> [Enunciado A]
Enumera, pela ordem em que surgem, todas as expressões que o excerto selecionado coloca entre aspas angulares (« »).

> [Excerto selecionado]
____

Entretanto, o recolhimento, mesmo que obrigatório, poderá ser uma oportunidade para revermos a memória do nosso viver. Por outras palavras, para avaliar como tem sido a nossa vida, uns com outros, desde a família ao trabalho. Andamos a correr atrás de quê? Que felicidade queremos alcançar?

Depois, seria também importante compreender quem temos no coração. Não se trata só de quem vive connosco, da família, dos amigos. Mas, quem são aqueles que amamos e como os amamos? Mais ainda, quem me ama verdadeiramente?

Por fim, nós, os cristãos vivemos em Tempo de Quaresma, como preparação da Páscoa, a grande e verdadeira festa da Vida e da Fé! Seria conveniente, mesmo nestas circunstâncias tão complexas, questionar-nos sobre lugar Deus na nossa vida. Que espaço dou a Deus no meu coração? Que tempo da minha vida dou eu a Deus, para que me ame, para que seja força amorosa? Com efeito, já dizia o Apóstolo São João: «quem tem medo, não é perfeito no amor». Não tenho dúvidas, que a perfeição do amor acontece em cada pessoa quando esta se deixa amar por Aquele que é Amor

Com ousadia, quero pedir, aos que quiserem, que rezem diariamente esta oração, até a saberem de cor. Sei bem que, agora, estamos a viver estes «abismos de amargura», as «tempestades» estão a assolar o nosso dia-a-dia, o «deserto» do isolamento e da solidão nos fazem sentir perdidos, e até o «abandono» dos outros nos atemoriza…

Mas, rezemo-la, pois Ele é a «Luz», a «Paz», a «Vida»…! Só n’Ele, encontraremos verdadeiramente o que a nossa vida, agora e sempre, precisa!

 

Se me envolve a noite escura

e caminho sobre abismos de amargura,

nada temo porque a Luz está comigo.

 

Se me colhe a tempestade

e Jesus vai a dormir na minha barca,

nada temo porque a Paz está comigo.

____

> [Entradas fornecidas]
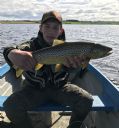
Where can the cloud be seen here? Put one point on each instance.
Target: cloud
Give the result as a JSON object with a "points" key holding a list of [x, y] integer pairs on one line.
{"points": [[70, 9]]}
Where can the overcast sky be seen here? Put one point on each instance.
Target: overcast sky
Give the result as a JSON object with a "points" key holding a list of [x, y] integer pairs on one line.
{"points": [[70, 9]]}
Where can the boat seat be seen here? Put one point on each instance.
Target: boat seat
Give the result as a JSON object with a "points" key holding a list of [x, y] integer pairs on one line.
{"points": [[100, 103]]}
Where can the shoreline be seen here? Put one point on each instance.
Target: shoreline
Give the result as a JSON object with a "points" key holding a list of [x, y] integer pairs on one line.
{"points": [[64, 22]]}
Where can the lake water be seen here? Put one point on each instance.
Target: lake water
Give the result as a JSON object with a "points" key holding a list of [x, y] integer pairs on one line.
{"points": [[12, 34]]}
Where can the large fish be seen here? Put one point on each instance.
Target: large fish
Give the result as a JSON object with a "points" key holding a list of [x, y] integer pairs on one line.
{"points": [[57, 54]]}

____

> [Enunciado B]
Transcreve de novo, sem qualquer alteração, as linhas das entradas desde a que contém "Where can the overcast" até ao fim das entradas.

> [Resposta final A]
quem tem medo, não é perfeito no amor
abismos de amargura
tempestades
deserto
abandono
Luz
Paz
Vida

> [Resposta final B]
Where can the overcast sky be seen here? Put one point on each instance.
Target: overcast sky
Give the result as a JSON object with a "points" key holding a list of [x, y] integer pairs on one line.
{"points": [[70, 9]]}
Where can the boat seat be seen here? Put one point on each instance.
Target: boat seat
Give the result as a JSON object with a "points" key holding a list of [x, y] integer pairs on one line.
{"points": [[100, 103]]}
Where can the shoreline be seen here? Put one point on each instance.
Target: shoreline
Give the result as a JSON object with a "points" key holding a list of [x, y] integer pairs on one line.
{"points": [[64, 22]]}
Where can the lake water be seen here? Put one point on each instance.
Target: lake water
Give the result as a JSON object with a "points" key holding a list of [x, y] integer pairs on one line.
{"points": [[12, 34]]}
Where can the large fish be seen here? Put one point on each instance.
Target: large fish
Give the result as a JSON object with a "points" key holding a list of [x, y] integer pairs on one line.
{"points": [[57, 54]]}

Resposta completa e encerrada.